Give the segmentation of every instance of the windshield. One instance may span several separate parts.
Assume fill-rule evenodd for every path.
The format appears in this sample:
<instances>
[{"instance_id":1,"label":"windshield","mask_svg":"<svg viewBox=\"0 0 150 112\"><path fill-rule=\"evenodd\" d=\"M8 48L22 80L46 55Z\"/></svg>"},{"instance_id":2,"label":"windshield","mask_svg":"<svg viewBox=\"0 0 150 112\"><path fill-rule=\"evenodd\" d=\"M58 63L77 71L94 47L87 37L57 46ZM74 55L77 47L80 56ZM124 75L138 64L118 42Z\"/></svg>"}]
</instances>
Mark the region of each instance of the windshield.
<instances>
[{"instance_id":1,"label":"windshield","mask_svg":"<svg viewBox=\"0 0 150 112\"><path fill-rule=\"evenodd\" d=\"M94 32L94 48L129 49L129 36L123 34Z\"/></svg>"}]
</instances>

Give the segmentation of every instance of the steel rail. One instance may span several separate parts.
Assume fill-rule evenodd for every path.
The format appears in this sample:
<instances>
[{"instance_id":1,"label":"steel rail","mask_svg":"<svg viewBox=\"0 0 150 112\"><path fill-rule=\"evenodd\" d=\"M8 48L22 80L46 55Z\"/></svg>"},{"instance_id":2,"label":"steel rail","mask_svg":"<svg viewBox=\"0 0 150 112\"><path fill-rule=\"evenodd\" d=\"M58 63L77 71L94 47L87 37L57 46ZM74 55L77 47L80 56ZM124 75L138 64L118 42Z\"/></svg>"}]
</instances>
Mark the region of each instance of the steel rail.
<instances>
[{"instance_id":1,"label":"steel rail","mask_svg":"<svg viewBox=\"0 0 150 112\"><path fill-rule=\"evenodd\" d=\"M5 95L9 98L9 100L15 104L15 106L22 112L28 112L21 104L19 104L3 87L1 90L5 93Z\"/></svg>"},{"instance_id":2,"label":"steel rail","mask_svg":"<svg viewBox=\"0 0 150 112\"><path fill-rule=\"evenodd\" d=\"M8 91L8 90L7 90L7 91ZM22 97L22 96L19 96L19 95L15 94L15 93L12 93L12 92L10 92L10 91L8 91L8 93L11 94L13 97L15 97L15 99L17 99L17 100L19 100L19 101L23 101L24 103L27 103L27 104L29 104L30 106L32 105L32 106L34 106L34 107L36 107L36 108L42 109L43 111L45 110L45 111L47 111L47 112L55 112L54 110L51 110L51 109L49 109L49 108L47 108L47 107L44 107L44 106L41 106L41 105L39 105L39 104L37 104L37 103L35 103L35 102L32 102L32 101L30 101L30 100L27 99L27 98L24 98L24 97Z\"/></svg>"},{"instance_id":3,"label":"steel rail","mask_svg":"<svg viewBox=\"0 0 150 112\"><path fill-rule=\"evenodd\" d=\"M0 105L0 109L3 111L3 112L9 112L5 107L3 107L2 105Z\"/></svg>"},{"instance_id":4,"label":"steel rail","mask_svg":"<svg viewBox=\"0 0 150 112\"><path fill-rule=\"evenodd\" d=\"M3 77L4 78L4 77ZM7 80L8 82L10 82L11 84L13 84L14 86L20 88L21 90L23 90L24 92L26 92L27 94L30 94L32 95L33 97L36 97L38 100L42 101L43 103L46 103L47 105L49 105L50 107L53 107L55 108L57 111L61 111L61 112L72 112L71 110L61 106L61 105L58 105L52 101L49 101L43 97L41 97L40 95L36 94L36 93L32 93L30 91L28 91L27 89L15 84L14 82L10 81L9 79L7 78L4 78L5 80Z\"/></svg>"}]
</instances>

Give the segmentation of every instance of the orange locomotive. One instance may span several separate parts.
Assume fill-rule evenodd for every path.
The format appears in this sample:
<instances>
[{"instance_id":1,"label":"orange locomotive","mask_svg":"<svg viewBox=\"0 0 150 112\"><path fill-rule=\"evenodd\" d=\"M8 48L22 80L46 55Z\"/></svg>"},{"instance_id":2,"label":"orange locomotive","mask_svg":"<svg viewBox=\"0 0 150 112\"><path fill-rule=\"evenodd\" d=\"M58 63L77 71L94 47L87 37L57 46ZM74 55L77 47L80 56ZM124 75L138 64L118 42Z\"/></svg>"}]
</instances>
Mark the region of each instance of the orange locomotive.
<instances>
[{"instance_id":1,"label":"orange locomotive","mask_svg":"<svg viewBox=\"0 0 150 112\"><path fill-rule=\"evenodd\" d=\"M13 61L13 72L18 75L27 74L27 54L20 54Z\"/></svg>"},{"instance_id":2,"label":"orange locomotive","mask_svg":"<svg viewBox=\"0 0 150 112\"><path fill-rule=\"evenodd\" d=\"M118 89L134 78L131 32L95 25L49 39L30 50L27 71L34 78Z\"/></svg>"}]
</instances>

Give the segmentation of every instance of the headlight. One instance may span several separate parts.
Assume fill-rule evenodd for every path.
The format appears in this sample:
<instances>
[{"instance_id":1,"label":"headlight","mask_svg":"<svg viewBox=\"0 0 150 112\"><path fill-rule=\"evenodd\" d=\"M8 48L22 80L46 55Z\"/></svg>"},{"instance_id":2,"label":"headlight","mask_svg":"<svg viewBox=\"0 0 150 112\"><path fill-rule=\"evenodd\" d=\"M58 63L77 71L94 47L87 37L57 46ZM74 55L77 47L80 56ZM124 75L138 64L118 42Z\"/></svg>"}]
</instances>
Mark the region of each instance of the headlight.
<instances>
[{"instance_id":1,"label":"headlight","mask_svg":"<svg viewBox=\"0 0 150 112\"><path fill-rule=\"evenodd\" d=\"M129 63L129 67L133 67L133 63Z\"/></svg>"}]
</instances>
==
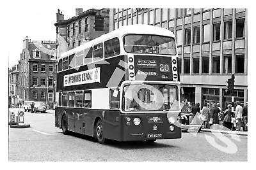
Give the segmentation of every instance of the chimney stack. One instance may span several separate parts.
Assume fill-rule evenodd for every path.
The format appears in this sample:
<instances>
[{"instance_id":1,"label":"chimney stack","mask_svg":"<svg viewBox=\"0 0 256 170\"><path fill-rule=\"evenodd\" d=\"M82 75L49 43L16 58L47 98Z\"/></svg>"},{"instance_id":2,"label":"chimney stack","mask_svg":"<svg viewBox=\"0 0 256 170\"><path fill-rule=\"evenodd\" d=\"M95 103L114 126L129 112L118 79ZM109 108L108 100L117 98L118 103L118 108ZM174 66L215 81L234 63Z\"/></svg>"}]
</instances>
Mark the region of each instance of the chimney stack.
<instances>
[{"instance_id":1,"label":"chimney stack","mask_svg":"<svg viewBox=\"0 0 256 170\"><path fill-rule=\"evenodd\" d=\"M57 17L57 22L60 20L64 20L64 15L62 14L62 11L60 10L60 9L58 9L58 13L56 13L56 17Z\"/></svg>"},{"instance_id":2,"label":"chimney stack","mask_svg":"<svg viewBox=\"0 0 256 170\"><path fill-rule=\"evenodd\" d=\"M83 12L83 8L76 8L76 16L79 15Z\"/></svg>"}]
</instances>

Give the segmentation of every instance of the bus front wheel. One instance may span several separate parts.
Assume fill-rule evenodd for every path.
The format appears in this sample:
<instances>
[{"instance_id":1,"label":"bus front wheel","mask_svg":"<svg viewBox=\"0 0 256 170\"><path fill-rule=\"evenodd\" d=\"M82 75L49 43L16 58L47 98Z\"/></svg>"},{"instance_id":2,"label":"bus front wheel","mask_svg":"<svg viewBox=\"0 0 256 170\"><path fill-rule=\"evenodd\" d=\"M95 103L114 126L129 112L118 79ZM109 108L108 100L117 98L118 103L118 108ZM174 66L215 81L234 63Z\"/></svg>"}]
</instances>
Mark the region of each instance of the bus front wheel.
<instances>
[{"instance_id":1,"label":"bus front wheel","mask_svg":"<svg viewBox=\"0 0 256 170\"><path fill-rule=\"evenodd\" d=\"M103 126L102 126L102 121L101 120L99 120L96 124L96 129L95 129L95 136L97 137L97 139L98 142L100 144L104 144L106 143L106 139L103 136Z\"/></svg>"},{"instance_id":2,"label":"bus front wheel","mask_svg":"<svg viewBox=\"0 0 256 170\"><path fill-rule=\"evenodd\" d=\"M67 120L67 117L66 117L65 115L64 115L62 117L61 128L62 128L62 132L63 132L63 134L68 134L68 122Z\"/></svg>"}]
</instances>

- **What to do**:
List each line in the material above that contains the string "Give". Match capitalization exactly.

- **Solution for this task**:
Give the segmentation of every instance of the windshield. One instance may span several separate parts.
Give the segmentation of every instance of the steel rail. One instance may span several separate parts.
Give the segmentation of every instance of the orange locomotive. One instance may span several separate parts.
Give the segmentation of every instance of the headlight. One instance may span several separate parts.
Give the segmentation of every instance of the chimney stack. One instance may span several separate parts.
Give the segmentation of every instance of the bus front wheel. One instance may span several separate parts.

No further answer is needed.